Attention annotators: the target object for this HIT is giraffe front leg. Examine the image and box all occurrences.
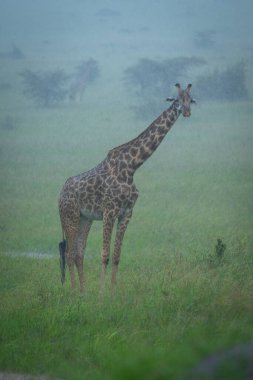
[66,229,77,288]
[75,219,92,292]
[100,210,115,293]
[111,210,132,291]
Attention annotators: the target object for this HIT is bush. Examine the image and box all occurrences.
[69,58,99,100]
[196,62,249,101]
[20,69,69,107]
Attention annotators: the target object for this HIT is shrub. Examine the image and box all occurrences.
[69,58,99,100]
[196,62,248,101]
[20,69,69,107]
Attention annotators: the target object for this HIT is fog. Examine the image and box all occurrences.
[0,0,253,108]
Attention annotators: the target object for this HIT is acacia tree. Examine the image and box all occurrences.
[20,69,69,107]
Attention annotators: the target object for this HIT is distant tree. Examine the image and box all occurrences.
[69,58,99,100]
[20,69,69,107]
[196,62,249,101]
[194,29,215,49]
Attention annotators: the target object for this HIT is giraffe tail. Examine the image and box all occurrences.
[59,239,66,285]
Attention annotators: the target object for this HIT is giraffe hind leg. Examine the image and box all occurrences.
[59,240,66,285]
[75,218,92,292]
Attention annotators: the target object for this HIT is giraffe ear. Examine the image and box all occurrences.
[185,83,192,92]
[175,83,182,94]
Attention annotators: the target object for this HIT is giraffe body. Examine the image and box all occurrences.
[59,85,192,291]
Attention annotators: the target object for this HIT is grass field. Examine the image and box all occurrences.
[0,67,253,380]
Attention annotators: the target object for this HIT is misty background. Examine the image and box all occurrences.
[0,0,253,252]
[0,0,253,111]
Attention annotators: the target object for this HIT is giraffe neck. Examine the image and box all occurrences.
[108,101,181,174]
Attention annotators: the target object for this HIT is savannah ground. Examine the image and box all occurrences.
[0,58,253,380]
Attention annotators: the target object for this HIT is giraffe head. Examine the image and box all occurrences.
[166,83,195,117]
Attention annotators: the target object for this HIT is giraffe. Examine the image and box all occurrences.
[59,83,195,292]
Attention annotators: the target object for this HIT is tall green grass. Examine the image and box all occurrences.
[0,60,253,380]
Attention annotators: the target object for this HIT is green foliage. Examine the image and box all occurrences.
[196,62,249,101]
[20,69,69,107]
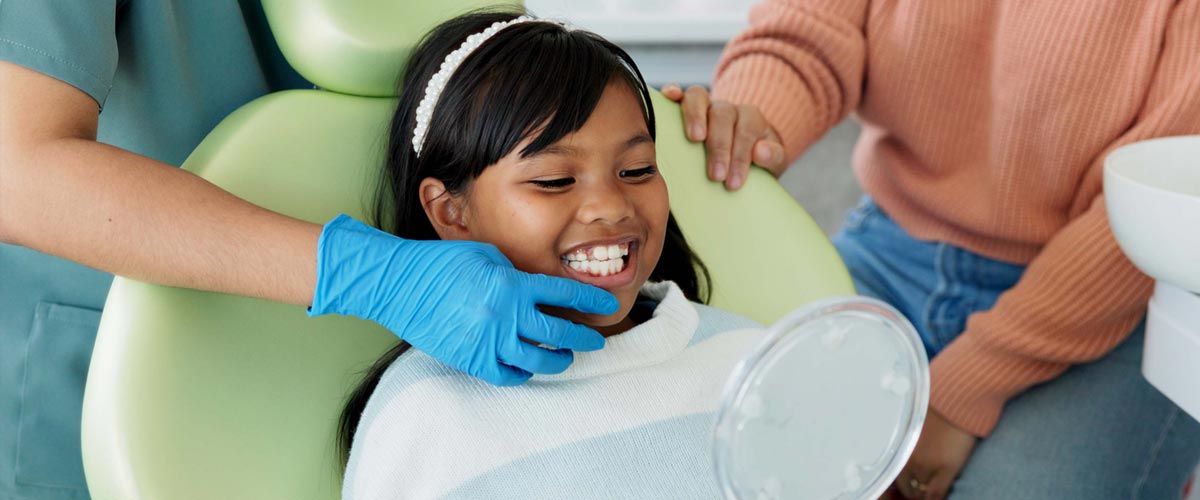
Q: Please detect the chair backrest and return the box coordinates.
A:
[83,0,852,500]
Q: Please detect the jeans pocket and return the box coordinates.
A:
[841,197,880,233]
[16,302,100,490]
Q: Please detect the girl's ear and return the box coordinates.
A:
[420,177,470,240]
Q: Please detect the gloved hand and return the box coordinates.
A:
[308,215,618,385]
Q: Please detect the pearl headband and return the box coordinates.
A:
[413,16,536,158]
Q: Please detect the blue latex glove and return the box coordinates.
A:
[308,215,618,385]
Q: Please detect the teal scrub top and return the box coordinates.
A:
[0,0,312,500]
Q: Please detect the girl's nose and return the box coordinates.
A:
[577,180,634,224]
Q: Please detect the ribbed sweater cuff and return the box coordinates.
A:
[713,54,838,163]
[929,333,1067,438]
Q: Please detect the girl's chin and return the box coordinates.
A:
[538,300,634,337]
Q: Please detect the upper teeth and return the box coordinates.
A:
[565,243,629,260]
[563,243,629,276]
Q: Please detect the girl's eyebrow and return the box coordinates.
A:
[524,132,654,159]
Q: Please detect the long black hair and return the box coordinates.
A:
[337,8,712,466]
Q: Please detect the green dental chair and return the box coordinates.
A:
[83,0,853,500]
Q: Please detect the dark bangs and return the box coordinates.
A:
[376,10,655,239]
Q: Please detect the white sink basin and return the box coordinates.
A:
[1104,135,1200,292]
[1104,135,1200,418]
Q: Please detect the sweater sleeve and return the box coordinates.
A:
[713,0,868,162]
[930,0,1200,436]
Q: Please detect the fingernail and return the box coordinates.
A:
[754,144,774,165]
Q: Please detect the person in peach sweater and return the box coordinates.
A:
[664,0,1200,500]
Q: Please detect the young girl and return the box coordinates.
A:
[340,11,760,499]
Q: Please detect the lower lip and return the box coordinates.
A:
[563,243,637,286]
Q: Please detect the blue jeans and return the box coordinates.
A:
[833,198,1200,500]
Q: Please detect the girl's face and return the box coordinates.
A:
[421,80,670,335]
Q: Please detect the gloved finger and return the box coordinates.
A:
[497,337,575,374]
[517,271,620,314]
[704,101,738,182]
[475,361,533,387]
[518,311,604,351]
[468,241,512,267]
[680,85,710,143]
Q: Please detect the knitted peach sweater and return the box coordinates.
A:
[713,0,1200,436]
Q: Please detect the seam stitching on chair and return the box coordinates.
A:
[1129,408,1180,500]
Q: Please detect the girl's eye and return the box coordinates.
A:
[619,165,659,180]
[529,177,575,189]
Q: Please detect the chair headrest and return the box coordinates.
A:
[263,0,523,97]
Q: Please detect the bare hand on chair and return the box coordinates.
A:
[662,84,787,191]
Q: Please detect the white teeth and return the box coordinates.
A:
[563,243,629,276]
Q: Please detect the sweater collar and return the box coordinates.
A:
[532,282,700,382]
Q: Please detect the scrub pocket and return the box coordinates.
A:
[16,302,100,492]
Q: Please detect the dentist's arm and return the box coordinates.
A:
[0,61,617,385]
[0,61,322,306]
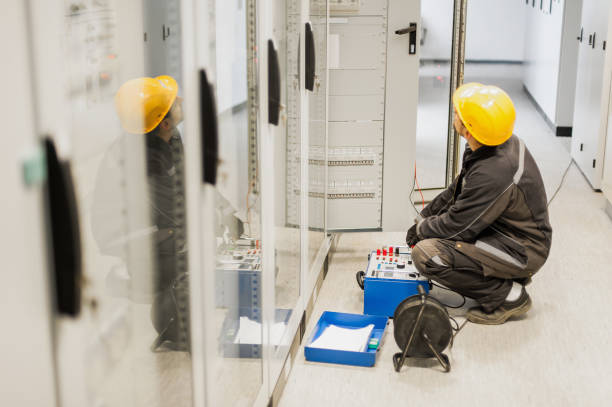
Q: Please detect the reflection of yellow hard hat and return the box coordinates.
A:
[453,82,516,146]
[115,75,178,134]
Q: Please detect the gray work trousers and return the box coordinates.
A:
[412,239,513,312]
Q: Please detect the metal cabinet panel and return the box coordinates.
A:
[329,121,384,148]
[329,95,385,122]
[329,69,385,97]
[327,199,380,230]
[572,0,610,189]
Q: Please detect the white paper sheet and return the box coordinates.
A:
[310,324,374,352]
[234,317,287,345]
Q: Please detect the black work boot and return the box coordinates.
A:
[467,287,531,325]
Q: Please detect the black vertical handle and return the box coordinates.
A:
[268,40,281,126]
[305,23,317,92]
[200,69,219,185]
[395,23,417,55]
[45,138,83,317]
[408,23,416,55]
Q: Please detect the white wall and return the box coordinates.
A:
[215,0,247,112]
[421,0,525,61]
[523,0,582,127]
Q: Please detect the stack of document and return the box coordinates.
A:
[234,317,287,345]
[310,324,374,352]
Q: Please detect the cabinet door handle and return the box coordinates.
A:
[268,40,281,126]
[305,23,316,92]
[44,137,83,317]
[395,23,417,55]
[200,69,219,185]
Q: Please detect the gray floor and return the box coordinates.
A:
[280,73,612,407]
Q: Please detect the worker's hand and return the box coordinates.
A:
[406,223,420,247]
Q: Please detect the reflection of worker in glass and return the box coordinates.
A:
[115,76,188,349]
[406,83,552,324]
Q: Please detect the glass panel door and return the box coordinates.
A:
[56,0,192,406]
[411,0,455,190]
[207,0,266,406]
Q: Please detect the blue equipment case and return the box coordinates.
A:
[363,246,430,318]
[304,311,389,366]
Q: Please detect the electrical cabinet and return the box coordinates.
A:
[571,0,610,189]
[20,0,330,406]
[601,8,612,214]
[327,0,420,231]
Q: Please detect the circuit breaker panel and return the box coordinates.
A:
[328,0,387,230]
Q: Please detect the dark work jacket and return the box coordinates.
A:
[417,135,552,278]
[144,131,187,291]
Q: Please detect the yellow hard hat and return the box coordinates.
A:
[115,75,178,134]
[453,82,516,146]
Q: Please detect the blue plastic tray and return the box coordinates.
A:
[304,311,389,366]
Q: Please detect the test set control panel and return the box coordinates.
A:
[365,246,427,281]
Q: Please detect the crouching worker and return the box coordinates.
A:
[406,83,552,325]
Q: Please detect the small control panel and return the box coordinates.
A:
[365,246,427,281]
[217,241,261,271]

*EXERCISE INSTRUCTIONS*: Render all the records above as a Markdown table with a Row column for the row number and a Text column for the line. Leave out blank lines and the pictures.

*OUTPUT FOR THIS EXERCISE*:
| Row | Text |
|---|---|
| 1 | Attention annotators: the target object for this HIT is giraffe front leg. Examine the image and box all occurrences. |
| 2 | [66,229,77,288] |
| 3 | [75,219,92,292] |
| 4 | [100,210,115,293] |
| 5 | [111,210,132,291] |
| 6 | Attention annotators: the target object for this HIT is bush. Examine the image and box all occurrences. |
| 7 | [69,58,99,100] |
| 8 | [196,62,249,101] |
| 9 | [20,69,69,107] |
| 10 | Attention annotators: the target object for this HIT is shrub. Examine the image and box all occurrences. |
| 11 | [69,58,99,100] |
| 12 | [196,62,248,101] |
| 13 | [20,69,69,107] |
| 14 | Attention annotators: the target object for this HIT is fog. Examine the image and box all occurrences. |
| 15 | [0,0,253,108] |
| 16 | Attention annotators: the target object for this HIT is acacia tree. Examine the image and box all occurrences. |
| 17 | [20,69,69,107] |
| 18 | Attention annotators: the target object for this HIT is distant tree. Examine the image and box all occurrences. |
| 19 | [69,58,99,100] |
| 20 | [20,69,69,107] |
| 21 | [196,62,249,101] |
| 22 | [194,29,215,49] |
| 23 | Attention annotators: the target object for this HIT is giraffe tail. Examine the image and box all occurrences. |
| 24 | [59,239,66,285] |
| 25 | Attention annotators: the target object for this HIT is giraffe hind leg. Examine the image and box all occurrences. |
| 26 | [59,240,66,285] |
| 27 | [75,218,92,292] |
| 28 | Attention annotators: the target object for this HIT is giraffe ear. Examine the image and box all occurrences. |
| 29 | [185,83,192,92] |
| 30 | [175,83,182,94] |
| 31 | Attention annotators: the target object for this HIT is giraffe body. Examine the image and box all occurrences. |
| 32 | [59,85,192,291] |
| 33 | Attention annotators: the target object for this HIT is grass field. Examine the image and box all occurrences. |
| 34 | [0,67,253,380] |
| 35 | Attention annotators: the target object for this HIT is misty background. Examine the image and box all occurrences. |
| 36 | [0,0,253,252] |
| 37 | [0,0,253,111] |
| 38 | Attention annotators: the target object for this HIT is giraffe neck. Examine the image and box all occurrences. |
| 39 | [108,101,181,174] |
| 40 | Attention annotators: the target object for this HIT is savannah ground. Examine the image and box all occurrences. |
| 41 | [0,58,253,380] |
| 42 | Attention annotators: the target object for this HIT is giraffe head. Examine the image and box all occurrences. |
| 43 | [166,83,195,117] |
| 44 | Attention annotators: the target object for this HIT is giraffe. Examine the image and box all occurrences. |
| 45 | [59,83,195,292] |
| 46 | Attention annotators: the target object for this HIT is tall green grass. Examine the image and box all occurrences. |
| 47 | [0,60,253,380] |
| 48 | Attention annotators: the target object for this HIT is green foliage. Examine the image and box all occurrences. |
| 49 | [196,62,249,101] |
| 50 | [20,69,69,107] |
| 51 | Q: Please detect the chair backrest and return the box coordinates. |
| 52 | A: |
| 53 | [83,0,852,500] |
| 54 | Q: Please detect the jeans pocket and return the box coordinates. |
| 55 | A: |
| 56 | [841,197,880,233] |
| 57 | [16,302,100,490] |
| 58 | Q: Please detect the girl's ear and return the box coordinates. |
| 59 | A: |
| 60 | [420,177,470,240] |
| 61 | Q: Please detect the gloved hand and return the box coordinates. |
| 62 | A: |
| 63 | [308,215,618,385] |
| 64 | Q: Please detect the pearl headband and return the box coordinates. |
| 65 | A: |
| 66 | [413,16,536,158] |
| 67 | Q: Please detect the blue latex glove and return the box coordinates. |
| 68 | A: |
| 69 | [308,215,618,385] |
| 70 | Q: Please detect the teal scrub top and return the box coordinates. |
| 71 | A: |
| 72 | [0,0,312,500] |
| 73 | Q: Please detect the girl's nose and return the box coordinates. |
| 74 | A: |
| 75 | [577,180,634,224] |
| 76 | Q: Please detect the ribbed sweater cuff and return the box coordinates. |
| 77 | A: |
| 78 | [713,54,838,163] |
| 79 | [929,333,1067,438] |
| 80 | Q: Please detect the girl's chin and return the box coordinates. |
| 81 | A: |
| 82 | [538,300,634,337] |
| 83 | Q: Please detect the upper teeth and return the box coordinates. |
| 84 | A: |
| 85 | [565,243,629,260] |
| 86 | [563,243,629,276] |
| 87 | Q: Please detect the girl's eyebrow and return the box coordinates. |
| 88 | A: |
| 89 | [524,132,654,159] |
| 90 | Q: Please detect the long black hair and return the box coordinates. |
| 91 | A: |
| 92 | [337,8,712,466] |
| 93 | Q: Please detect the green dental chair and return the box coordinates. |
| 94 | A: |
| 95 | [83,0,853,500] |
| 96 | Q: Please detect the dark bangs and return the box coordinates. |
| 97 | A: |
| 98 | [376,10,655,239] |
| 99 | Q: Please detect the white sink basin and return the box coordinates. |
| 100 | A: |
| 101 | [1104,135,1200,292] |
| 102 | [1104,135,1200,418] |
| 103 | Q: Please detect the sweater sleeve and return the box coordinates. |
| 104 | A: |
| 105 | [713,0,868,162] |
| 106 | [930,0,1200,436] |
| 107 | Q: Please detect the fingernail and return the box coordinates. |
| 108 | A: |
| 109 | [754,144,774,165] |
| 110 | Q: Please detect the person in peach sweater and return the box coordinates. |
| 111 | A: |
| 112 | [664,0,1200,500] |
| 113 | Q: Please detect the young girl and return the box coordinates. |
| 114 | A: |
| 115 | [340,11,760,499] |
| 116 | Q: Please detect the lower lip and return the box coordinates. |
| 117 | A: |
| 118 | [563,243,637,286] |
| 119 | Q: Please detect the blue jeans and return the box coordinates. |
| 120 | A: |
| 121 | [833,198,1200,500] |
| 122 | Q: Please detect the girl's face and return the box coordinates. |
| 123 | A: |
| 124 | [421,80,670,335] |
| 125 | Q: Please detect the gloved finger and return the box coordinates. |
| 126 | A: |
| 127 | [497,337,575,374] |
| 128 | [517,271,620,314] |
| 129 | [704,101,738,182] |
| 130 | [475,361,533,387] |
| 131 | [518,311,604,351] |
| 132 | [468,241,512,267] |
| 133 | [680,85,710,143] |
| 134 | Q: Please detect the knitted peach sweater and return the box coordinates. |
| 135 | A: |
| 136 | [713,0,1200,436] |
| 137 | Q: Please detect the seam stitching on chair and return the box coordinates. |
| 138 | A: |
| 139 | [1129,408,1180,500] |
| 140 | Q: Please detect the girl's eye and return the box coordinates. |
| 141 | A: |
| 142 | [619,165,659,180] |
| 143 | [529,177,575,189] |
| 144 | Q: Please detect the chair headrest and return the box coordinates. |
| 145 | A: |
| 146 | [263,0,523,97] |
| 147 | Q: Please detect the bare hand on chair and return the box coordinates. |
| 148 | A: |
| 149 | [662,84,787,191] |
| 150 | Q: Please detect the white teeth and return the box coordinates. |
| 151 | A: |
| 152 | [563,243,629,276] |
| 153 | Q: Please detect the sweater collar and return the box coordinates. |
| 154 | A: |
| 155 | [532,282,700,382] |
| 156 | Q: Please detect the scrub pocket and return the box coordinates. |
| 157 | A: |
| 158 | [16,302,100,492] |
| 159 | Q: Please detect the dentist's arm and return the box coordinates. |
| 160 | A: |
| 161 | [0,61,617,385] |
| 162 | [0,61,322,306] |
| 163 | Q: Please detect the reflection of yellow hard hat and return the box coordinates. |
| 164 | A: |
| 165 | [453,82,516,146] |
| 166 | [115,75,178,134] |
| 167 | Q: Please detect the gray work trousers and return the box coordinates. |
| 168 | A: |
| 169 | [412,239,513,312] |
| 170 | Q: Please detect the metal cabinet panel and return the box coordinates. |
| 171 | A: |
| 172 | [329,121,384,148] |
| 173 | [329,95,385,122] |
| 174 | [329,69,385,97] |
| 175 | [327,199,380,230] |
| 176 | [572,0,610,189] |
| 177 | Q: Please detect the white paper sheet and return the box coordinates. |
| 178 | A: |
| 179 | [310,324,374,352] |
| 180 | [234,317,287,345] |
| 181 | Q: Please detect the black work boot and return the box coordinates. |
| 182 | A: |
| 183 | [467,287,531,325] |
| 184 | Q: Please detect the black vertical handle and return the box coordinates. |
| 185 | A: |
| 186 | [268,40,281,126] |
| 187 | [305,23,317,92] |
| 188 | [200,69,219,185] |
| 189 | [395,23,417,55] |
| 190 | [45,138,83,317] |
| 191 | [408,23,416,55] |
| 192 | Q: Please detect the white wall and return the box coordinates. |
| 193 | A: |
| 194 | [215,0,247,112] |
| 195 | [421,0,525,61] |
| 196 | [523,0,582,127] |
| 197 | Q: Please detect the stack of document and return the box coordinates. |
| 198 | A: |
| 199 | [234,317,287,345] |
| 200 | [310,324,374,352] |
| 201 | Q: Please detect the cabinet door handle and return the box coordinates. |
| 202 | A: |
| 203 | [268,40,281,126] |
| 204 | [305,23,316,92] |
| 205 | [44,137,83,317] |
| 206 | [395,23,417,55] |
| 207 | [200,69,219,185] |
| 208 | Q: Please detect the gray floor and return the box coordinates. |
| 209 | A: |
| 210 | [280,73,612,407] |
| 211 | Q: Please detect the worker's hand and return the box coordinates. |
| 212 | A: |
| 213 | [406,223,420,247] |
| 214 | Q: Please detect the reflection of worker in glass and return the box coordinates. |
| 215 | A: |
| 216 | [115,76,188,349] |
| 217 | [406,83,552,324] |
| 218 | Q: Please detect the glass panel door and return the box coordinates. |
| 219 | A: |
| 220 | [56,0,192,406] |
| 221 | [411,0,455,190] |
| 222 | [207,0,266,406] |
| 223 | Q: Please detect the blue equipment case and return the box coordinates. |
| 224 | A: |
| 225 | [363,246,430,318] |
| 226 | [304,311,389,366] |
| 227 | Q: Please detect the electrical cabinet and return the box coordinates. |
| 228 | A: |
| 229 | [571,0,610,189] |
| 230 | [20,0,330,406] |
| 231 | [601,8,612,214] |
| 232 | [327,0,420,231] |
| 233 | Q: Please detect the circuit breaker panel and return the box coordinates. |
| 234 | A: |
| 235 | [328,0,387,230] |
| 236 | Q: Please detect the dark work jacket and return the box coordinates. |
| 237 | A: |
| 238 | [417,135,552,278] |
| 239 | [144,131,187,291] |
| 240 | Q: Please detect the yellow hard hat and return the box coordinates. |
| 241 | A: |
| 242 | [115,75,178,134] |
| 243 | [453,82,516,146] |
| 244 | Q: Please detect the blue plastic tray and return the box coordinates. |
| 245 | A: |
| 246 | [304,311,389,366] |
| 247 | Q: Please detect the test set control panel and return the box coordinates. |
| 248 | A: |
| 249 | [365,246,427,281] |
| 250 | Q: Please detect the crouching worker and return the box coordinates. |
| 251 | A: |
| 252 | [406,83,552,325] |
| 253 | Q: Please detect the small control panel and return the box coordinates. |
| 254 | A: |
| 255 | [365,246,427,281] |
| 256 | [217,241,261,271] |